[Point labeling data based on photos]
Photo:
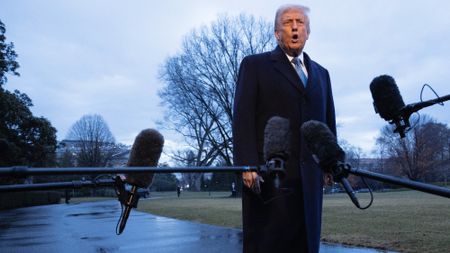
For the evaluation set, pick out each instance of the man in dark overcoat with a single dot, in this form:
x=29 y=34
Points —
x=270 y=84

**SHORT TASK:**
Rewrite every line of the records above as a numbered list, with blank lines left out. Do not include the pictures in your answer.

**TASK RESULT:**
1. Photo:
2. For the evaluation set, pick out each instance of the man in dark overcoat with a single dot, in this form:
3. x=29 y=34
4. Points —
5. x=270 y=84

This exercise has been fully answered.